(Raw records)
* * *

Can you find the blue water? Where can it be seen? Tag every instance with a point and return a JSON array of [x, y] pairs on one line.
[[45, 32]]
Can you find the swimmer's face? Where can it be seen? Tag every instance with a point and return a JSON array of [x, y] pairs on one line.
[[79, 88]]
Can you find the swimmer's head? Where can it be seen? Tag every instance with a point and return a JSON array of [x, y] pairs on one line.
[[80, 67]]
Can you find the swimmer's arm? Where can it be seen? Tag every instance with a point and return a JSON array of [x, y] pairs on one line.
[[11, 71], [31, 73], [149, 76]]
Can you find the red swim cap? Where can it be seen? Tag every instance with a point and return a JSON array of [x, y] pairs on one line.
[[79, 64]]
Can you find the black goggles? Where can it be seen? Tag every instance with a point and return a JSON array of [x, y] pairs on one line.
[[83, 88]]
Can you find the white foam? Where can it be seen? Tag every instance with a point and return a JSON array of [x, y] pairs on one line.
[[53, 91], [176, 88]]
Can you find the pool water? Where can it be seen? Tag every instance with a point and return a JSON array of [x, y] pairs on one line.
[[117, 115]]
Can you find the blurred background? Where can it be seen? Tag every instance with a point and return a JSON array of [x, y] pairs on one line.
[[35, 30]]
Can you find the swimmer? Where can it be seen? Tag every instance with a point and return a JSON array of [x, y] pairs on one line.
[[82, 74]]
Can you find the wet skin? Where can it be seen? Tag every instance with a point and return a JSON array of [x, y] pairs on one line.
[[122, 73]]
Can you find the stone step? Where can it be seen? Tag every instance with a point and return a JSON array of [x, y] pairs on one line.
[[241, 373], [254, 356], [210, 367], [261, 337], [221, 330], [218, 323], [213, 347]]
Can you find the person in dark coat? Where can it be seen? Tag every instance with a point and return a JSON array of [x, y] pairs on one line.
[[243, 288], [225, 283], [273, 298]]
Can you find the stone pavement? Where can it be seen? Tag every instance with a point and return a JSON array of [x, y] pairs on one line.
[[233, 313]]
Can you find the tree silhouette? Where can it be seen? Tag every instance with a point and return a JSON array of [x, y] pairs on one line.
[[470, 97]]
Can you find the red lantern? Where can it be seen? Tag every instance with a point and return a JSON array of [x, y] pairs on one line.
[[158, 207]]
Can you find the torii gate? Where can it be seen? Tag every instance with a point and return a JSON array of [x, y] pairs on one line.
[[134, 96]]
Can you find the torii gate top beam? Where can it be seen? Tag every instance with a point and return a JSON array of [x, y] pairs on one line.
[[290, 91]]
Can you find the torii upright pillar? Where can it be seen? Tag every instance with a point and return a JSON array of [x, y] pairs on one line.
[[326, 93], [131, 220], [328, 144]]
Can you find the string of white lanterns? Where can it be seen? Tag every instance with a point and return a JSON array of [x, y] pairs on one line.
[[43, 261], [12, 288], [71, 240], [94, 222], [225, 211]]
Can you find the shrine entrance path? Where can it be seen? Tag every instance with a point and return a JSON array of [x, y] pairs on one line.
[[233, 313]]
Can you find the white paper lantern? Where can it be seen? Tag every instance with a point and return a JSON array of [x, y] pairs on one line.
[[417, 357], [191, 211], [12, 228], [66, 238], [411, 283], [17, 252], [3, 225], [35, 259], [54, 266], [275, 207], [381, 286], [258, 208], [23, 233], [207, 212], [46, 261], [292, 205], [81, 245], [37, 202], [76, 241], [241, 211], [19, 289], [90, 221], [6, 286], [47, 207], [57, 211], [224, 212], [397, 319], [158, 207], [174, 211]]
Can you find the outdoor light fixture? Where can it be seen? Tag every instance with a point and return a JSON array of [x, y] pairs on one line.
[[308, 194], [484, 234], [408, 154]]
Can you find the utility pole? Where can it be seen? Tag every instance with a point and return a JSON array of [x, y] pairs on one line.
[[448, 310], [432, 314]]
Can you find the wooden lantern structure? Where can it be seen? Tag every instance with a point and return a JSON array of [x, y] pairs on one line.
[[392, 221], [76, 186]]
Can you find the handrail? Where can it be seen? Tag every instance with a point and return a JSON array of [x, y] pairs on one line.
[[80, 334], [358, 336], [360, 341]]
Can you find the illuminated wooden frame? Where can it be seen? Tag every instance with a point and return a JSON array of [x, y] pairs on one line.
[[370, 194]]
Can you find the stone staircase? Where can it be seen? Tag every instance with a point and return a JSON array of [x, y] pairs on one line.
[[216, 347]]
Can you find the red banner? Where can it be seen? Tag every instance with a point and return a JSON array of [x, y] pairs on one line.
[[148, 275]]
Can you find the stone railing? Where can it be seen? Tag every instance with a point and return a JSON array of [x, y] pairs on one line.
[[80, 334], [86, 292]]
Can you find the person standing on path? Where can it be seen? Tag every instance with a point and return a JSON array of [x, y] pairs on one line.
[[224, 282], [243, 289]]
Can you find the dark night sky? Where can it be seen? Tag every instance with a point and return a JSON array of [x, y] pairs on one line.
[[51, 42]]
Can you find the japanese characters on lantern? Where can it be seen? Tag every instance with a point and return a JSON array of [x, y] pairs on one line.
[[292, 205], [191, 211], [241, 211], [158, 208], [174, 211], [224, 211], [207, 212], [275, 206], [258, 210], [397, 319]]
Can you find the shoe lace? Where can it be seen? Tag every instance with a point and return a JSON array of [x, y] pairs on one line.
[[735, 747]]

* * *

REQUIRED TASK: Retype nothing except the lines from the line holding "Can you find the dark" through the last line of the entries, both included.

TASK RESPONSE:
Can you find the dark night sky? Where can it be seen? Tag every instance with a point and return a JSON array of [x, y] pairs on one line.
[[51, 42]]
Can you find the japanese characters on lantern? Where can it be seen? Tag every instance with a point and return a JSON array of [x, y] pairs on one line.
[[292, 205], [191, 211], [241, 211], [158, 208], [174, 211], [224, 211], [207, 212], [275, 206], [258, 210], [397, 319]]
Can you find the shoe lace? Where can it be seen? Tag every instance with a point and return a JSON array of [x, y] pairs on one line.
[[735, 747]]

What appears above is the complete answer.